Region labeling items
────────
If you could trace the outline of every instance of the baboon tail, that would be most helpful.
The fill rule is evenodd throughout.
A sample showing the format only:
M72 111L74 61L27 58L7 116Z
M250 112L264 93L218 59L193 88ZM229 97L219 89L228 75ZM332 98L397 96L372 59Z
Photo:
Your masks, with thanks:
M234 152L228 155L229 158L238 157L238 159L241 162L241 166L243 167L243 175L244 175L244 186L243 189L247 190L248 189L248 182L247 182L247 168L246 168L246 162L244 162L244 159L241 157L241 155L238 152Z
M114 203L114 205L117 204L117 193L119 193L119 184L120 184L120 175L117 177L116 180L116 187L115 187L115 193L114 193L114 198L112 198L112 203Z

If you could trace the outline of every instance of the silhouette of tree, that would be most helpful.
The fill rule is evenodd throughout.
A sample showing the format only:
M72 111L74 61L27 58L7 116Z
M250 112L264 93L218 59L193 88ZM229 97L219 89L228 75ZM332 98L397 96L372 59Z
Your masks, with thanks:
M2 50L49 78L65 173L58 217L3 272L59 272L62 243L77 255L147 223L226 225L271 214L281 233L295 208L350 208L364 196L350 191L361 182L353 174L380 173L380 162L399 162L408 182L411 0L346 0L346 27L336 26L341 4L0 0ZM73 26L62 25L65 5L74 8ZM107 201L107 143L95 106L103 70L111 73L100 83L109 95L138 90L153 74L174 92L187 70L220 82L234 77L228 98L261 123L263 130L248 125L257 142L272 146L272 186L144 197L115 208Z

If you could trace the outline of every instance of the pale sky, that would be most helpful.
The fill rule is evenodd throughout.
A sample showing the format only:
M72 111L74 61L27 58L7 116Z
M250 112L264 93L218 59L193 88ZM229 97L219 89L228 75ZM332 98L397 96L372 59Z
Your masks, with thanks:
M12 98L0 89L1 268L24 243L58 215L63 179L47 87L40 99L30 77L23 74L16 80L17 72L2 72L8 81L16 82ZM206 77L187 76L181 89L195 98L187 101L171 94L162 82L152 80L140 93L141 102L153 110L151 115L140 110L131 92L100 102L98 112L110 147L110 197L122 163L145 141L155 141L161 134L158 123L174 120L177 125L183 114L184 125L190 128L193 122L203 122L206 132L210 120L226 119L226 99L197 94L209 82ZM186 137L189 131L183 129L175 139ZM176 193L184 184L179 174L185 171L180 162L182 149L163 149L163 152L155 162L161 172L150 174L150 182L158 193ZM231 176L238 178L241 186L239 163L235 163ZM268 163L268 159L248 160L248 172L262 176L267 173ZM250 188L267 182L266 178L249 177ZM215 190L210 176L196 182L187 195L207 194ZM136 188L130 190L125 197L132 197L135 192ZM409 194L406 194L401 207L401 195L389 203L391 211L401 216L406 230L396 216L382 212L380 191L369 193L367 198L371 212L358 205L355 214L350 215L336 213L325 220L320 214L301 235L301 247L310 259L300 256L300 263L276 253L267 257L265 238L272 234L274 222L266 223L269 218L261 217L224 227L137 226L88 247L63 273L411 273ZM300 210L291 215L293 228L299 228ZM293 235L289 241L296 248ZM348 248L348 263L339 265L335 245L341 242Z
────────
** Description of the task **
Rewrite all the items above, replacing each occurrence of "evenodd" with "nonzero" and leaving every other character as it is.

** Final answer **
If you could trace the outline of every instance of the baboon tail, that would be most helpful.
The fill rule is nonzero throughout.
A sample showing the format only:
M72 111L74 61L27 58L7 116Z
M250 112L264 93L218 59L193 88ZM229 97L219 89L228 75ZM332 98L397 96L372 59Z
Photo:
Your masks, with thanks:
M234 152L228 155L229 158L238 157L238 159L241 162L241 166L243 167L243 175L244 175L244 186L243 189L247 190L248 189L248 182L247 182L247 168L246 168L246 162L244 162L244 159L241 157L241 155L238 152Z
M114 203L114 205L117 204L117 193L119 193L119 184L120 184L120 175L117 177L116 180L116 187L115 187L115 193L114 193L114 198L112 198L112 203Z

If you could trace the outline of every instance of the silhouette of tree, that would be most helpful.
The fill rule is nonzero throughout.
A sample showing the format only:
M72 111L74 61L27 58L7 116Z
M250 112L264 93L218 59L193 88ZM229 97L219 89L228 75ZM332 98L397 96L372 59Z
Your masks, with thanks:
M2 50L49 78L65 173L58 217L3 272L59 272L62 243L77 255L147 223L226 225L271 214L281 233L295 208L350 208L364 196L350 191L361 182L353 174L380 173L380 162L399 162L408 182L411 0L346 0L346 27L336 26L341 4L0 0ZM73 26L62 25L65 5L74 8ZM107 201L107 143L95 106L103 70L111 73L100 83L109 95L138 90L153 74L174 92L187 70L220 82L234 77L228 98L261 123L263 130L248 125L257 142L272 146L272 186L144 197L115 208Z

If you could trace the outline of every instance of the pale sky, that would be most helpful.
The fill rule is nonzero throughout.
A sample showing the format only:
M72 111L74 61L27 58L7 116Z
M250 112L264 93L218 59L193 88ZM229 97L219 89L228 75ZM332 98L397 96L372 59Z
Your masks, with thanks:
M12 98L0 89L1 268L24 243L58 215L63 179L47 87L40 99L30 77L23 74L16 80L17 72L2 72L8 81L16 82ZM206 77L187 76L181 89L195 98L187 101L171 94L162 82L152 80L140 93L141 102L153 110L151 115L140 110L131 92L100 102L98 112L110 147L110 197L122 163L145 141L155 141L161 134L158 123L174 120L177 125L183 114L184 125L190 128L193 122L203 122L206 132L210 120L226 119L226 99L197 94L209 82ZM186 137L189 131L183 129L175 139ZM176 193L184 184L179 174L185 171L180 162L182 149L163 149L163 152L155 162L161 172L150 174L150 182L158 193ZM231 176L238 178L241 186L239 163L235 163ZM268 163L268 159L248 160L248 172L262 176L267 173ZM250 188L267 182L266 178L249 177ZM215 190L210 176L196 182L187 195L207 194ZM136 188L130 190L125 197L132 197L135 192ZM409 194L406 194L401 207L401 195L389 203L391 211L401 216L406 230L396 216L382 212L380 191L369 193L367 198L371 212L358 205L355 214L350 215L336 213L325 220L320 214L301 235L301 247L310 259L300 256L300 263L276 253L267 257L265 238L272 234L274 222L266 223L269 218L261 217L224 227L137 226L88 247L63 273L411 273ZM300 210L291 215L293 228L299 228ZM293 235L289 241L296 248ZM348 248L348 263L339 265L335 245L341 242Z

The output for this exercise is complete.